**YOUR OBJECTIVE:**
Write out the records below word for word, please.

**GIVEN DATA:**
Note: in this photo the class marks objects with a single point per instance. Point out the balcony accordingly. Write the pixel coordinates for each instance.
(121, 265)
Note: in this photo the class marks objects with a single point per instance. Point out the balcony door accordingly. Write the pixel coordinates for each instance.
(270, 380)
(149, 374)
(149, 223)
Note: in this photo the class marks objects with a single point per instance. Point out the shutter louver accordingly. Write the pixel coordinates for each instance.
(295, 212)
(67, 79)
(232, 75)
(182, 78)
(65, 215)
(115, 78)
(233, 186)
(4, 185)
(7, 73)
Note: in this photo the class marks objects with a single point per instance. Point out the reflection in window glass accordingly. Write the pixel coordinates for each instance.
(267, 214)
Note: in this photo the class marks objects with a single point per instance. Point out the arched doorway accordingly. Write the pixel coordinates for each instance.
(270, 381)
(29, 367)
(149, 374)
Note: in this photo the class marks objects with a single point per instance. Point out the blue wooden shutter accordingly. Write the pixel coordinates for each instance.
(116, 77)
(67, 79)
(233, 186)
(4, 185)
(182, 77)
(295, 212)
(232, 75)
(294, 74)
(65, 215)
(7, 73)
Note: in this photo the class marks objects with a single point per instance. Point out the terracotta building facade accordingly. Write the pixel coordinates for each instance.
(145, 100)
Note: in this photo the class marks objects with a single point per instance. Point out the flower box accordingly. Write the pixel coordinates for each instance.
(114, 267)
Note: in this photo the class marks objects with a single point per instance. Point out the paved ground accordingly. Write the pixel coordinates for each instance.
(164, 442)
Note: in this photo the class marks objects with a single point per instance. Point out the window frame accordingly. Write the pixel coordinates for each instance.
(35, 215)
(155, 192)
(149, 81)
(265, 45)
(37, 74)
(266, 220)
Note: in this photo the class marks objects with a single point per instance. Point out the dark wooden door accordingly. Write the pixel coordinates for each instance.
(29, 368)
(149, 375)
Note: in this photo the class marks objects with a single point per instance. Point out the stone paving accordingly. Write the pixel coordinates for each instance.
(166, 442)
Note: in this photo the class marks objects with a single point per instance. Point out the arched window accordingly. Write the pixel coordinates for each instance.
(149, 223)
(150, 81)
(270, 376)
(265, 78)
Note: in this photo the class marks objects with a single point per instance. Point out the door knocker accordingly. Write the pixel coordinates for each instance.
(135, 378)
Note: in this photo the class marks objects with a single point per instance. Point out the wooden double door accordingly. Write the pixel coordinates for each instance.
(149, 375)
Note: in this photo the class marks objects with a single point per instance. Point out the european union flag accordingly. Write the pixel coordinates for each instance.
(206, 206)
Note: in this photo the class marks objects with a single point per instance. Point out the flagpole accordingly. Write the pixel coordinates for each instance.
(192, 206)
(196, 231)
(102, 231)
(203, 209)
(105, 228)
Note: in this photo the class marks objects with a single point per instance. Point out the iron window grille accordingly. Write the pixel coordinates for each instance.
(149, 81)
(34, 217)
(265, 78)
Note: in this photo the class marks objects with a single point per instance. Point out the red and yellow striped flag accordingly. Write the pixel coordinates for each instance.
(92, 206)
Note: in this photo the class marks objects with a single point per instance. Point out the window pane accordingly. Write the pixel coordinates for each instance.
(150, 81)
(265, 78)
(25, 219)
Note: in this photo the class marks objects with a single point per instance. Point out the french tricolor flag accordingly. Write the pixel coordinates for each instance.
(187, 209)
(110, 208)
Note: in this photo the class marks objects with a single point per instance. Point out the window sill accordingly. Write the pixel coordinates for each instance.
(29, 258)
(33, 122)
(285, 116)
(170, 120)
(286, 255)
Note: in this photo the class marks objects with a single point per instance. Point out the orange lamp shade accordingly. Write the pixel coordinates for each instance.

**RESPONSE:**
Note: in this photo the class marks objects with a single point per instance. Point out the balcony accordingly. Write the pixel coordinates for each instance.
(121, 265)
Note: in this photo the class marks objects with a single point per instance. Point out the balcony door accordingly. Write the pixel coordinates for each instance.
(270, 380)
(149, 374)
(149, 223)
Note: in this photo the class marks objects with a single point per instance. Point out the shutter louver accordingly. Write the pixel coordinates for each instance.
(295, 212)
(67, 79)
(232, 75)
(182, 78)
(65, 215)
(115, 78)
(233, 186)
(4, 185)
(7, 73)
Note: in this photo the class marks objects with a single point per instance. Point out the reflection in window glass accordingly. Write the pixel coordinates for each instance.
(267, 214)
Note: in this photo the class marks objects with a single point per instance. Point out the arched doorway accordingly. Write the pixel coordinates for each instance.
(270, 381)
(29, 367)
(149, 374)
Note: in this photo the class marks objects with a single point per instance. Point out the blue wooden shutter accordingly. Write the pixel coordinates for each instance.
(116, 77)
(67, 79)
(233, 186)
(4, 185)
(182, 77)
(295, 212)
(232, 75)
(294, 74)
(65, 215)
(7, 73)
Note: in this photo the class marks objects with a single point per instance. Point out the terracotta building facade accordingly. Write the pixel coordinates for each instance.
(145, 100)
Note: in this photo the class marks objects with a single point per instance. Point out the flower box accordingly. Write the pixel coordinates for each instance.
(114, 267)
Note: in this photo the class marks objects with a single point per instance. Point out the paved ground accordingly. Write the pixel coordinates for each instance.
(164, 442)
Note: in this photo the class marks objects with a single point per instance. Point out the window frame accordingly. Write the pixel coordinates for each instance.
(35, 215)
(155, 192)
(149, 81)
(265, 45)
(37, 74)
(266, 220)
Note: in this photo the class marks objects with a single point per instance. Point out the dark wooden door accordingly. Write the pixel coordinates for each instance.
(29, 368)
(149, 375)
Note: in this photo the class marks objects with a single point per instance. Point out the stone paving accordingly. Write the pixel coordinates for each instance.
(166, 442)
Note: in this photo the class marks objects with a single point per instance. Point out the arched window accordingly. Write the pixel coordinates for each instance.
(149, 223)
(150, 81)
(270, 376)
(265, 78)
Note: in this photo the class marks objects with a single point per instance. Point out the door knocker accordingly. Write the pixel coordinates for each instance.
(135, 378)
Note: in this photo the class marks objects with a single point per instance. Point out the wooden double door accordingly. Write the pixel coordinates for each instance.
(149, 375)
Note: in this photo the class marks objects with a single point per instance. Point out the european union flag accordingly. Write the pixel coordinates for each instance.
(206, 206)
Note: in this photo the class marks objects with a single point per instance. Point out the flagpole accordingly. Write the pixel coordinates for each instance.
(192, 206)
(196, 231)
(102, 231)
(203, 209)
(105, 228)
Note: in this photo the class marks objects with a single point per instance. Point out the iron window grille accordingly. Write the pixel coordinates for each instance.
(149, 81)
(34, 217)
(265, 78)
Note: in this photo the class marks objects with a single point per instance. Point out the red and yellow striped flag accordingly. Write the pixel coordinates for each instance.
(92, 206)
Note: in this photo the class marks objects with a single point per instance. Point out the window pane accordingly. Write the pixel coordinates for each instance.
(150, 81)
(265, 78)
(25, 219)
Note: in this photo the class marks objects with a single point per instance. Point out the french tricolor flag accordingly. Write the pixel coordinates for each instance.
(187, 209)
(110, 208)
Note: in this photo the class marks objects with a single point per instance. Point out the window sill accordingly. Write the pixel coordinates for each instance.
(29, 258)
(33, 122)
(285, 116)
(170, 120)
(286, 255)
Note: in this photo the class marks objects with a single point per instance. Point out the orange lamp shade accordingly. Write the pixel coordinates for each instance.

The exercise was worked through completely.